#### Objective
Return the lines below word for word, every one of them, but omit the pictures from your answer.

— START OF Input data —

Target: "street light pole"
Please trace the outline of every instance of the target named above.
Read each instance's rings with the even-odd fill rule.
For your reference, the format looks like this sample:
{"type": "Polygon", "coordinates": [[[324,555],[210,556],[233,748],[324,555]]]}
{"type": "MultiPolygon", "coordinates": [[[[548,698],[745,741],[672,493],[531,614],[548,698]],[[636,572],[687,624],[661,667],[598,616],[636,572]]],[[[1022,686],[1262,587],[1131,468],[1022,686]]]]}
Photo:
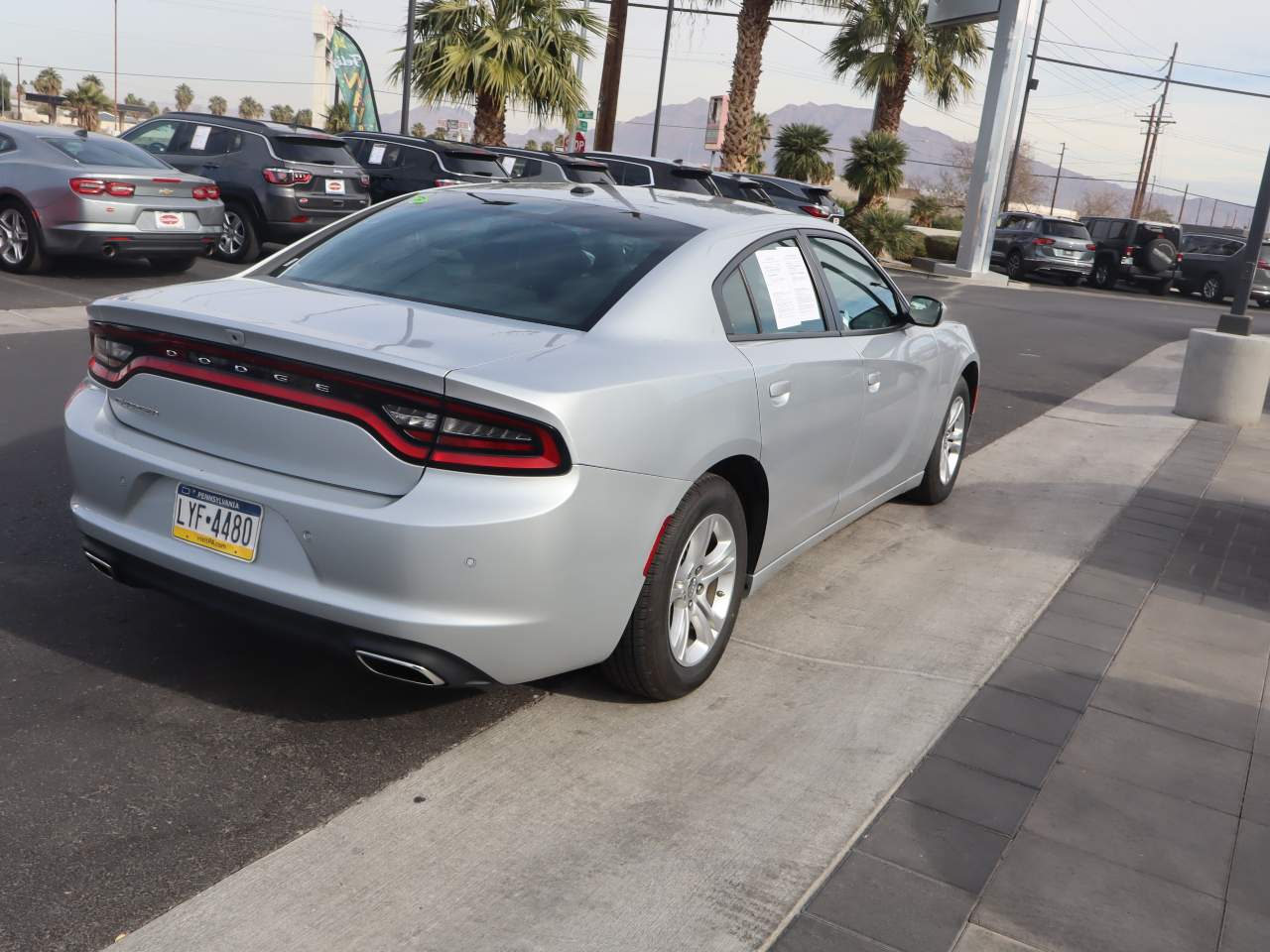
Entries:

— END OF Input data —

#### Task response
Target: "street light pole"
Please trace the outline of every instance of the target named above.
Read each instance's rings with the even-odd fill rule.
For your reference, the format looks like this sample:
{"type": "Polygon", "coordinates": [[[324,555],[210,556],[233,748],[324,555]]]}
{"type": "MultiPolygon", "coordinates": [[[[548,698],[745,741],[672,493],[531,614],[548,698]],[[636,572],[687,624],[661,667],[598,616],[636,572]]],[[[1022,686],[1262,587],[1131,468],[1022,686]]]]}
Photo:
Entries:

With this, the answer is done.